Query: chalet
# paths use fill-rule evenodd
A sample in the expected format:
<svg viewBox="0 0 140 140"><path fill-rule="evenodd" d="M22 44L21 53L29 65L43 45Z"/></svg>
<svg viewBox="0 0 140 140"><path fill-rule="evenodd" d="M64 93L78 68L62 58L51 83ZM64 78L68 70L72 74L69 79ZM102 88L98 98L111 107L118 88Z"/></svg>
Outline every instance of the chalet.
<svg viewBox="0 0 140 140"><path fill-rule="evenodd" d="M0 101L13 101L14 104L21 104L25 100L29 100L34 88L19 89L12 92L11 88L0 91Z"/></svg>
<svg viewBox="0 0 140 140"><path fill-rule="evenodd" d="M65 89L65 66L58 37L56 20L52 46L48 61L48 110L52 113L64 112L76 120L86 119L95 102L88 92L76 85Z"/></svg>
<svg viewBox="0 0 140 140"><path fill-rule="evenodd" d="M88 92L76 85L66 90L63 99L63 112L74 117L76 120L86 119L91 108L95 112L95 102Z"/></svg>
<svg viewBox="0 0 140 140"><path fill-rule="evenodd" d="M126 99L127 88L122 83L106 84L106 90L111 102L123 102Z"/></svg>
____________
◆ WHAT YOU SHOULD DO ◆
Copy each line of the items above, character for character.

◆ FULL SOLUTION ◆
Query: chalet
# paths use fill-rule evenodd
A sample in the expected format:
<svg viewBox="0 0 140 140"><path fill-rule="evenodd" d="M22 44L21 53L29 65L43 45Z"/></svg>
<svg viewBox="0 0 140 140"><path fill-rule="evenodd" d="M64 93L78 68L62 58L51 83ZM64 78L68 70L72 74L69 79ZM102 88L98 98L111 107L118 88Z"/></svg>
Outline every instance of the chalet.
<svg viewBox="0 0 140 140"><path fill-rule="evenodd" d="M0 101L13 101L14 104L21 104L25 100L29 100L34 88L19 89L12 92L11 88L0 91Z"/></svg>
<svg viewBox="0 0 140 140"><path fill-rule="evenodd" d="M65 89L65 66L58 37L56 20L52 46L48 61L48 110L52 113L64 112L76 120L86 119L95 102L88 92L76 85Z"/></svg>
<svg viewBox="0 0 140 140"><path fill-rule="evenodd" d="M88 92L76 85L66 90L63 99L63 112L74 117L76 120L86 119L91 108L95 112L95 102Z"/></svg>
<svg viewBox="0 0 140 140"><path fill-rule="evenodd" d="M126 99L127 88L122 83L106 84L106 90L111 102L123 102Z"/></svg>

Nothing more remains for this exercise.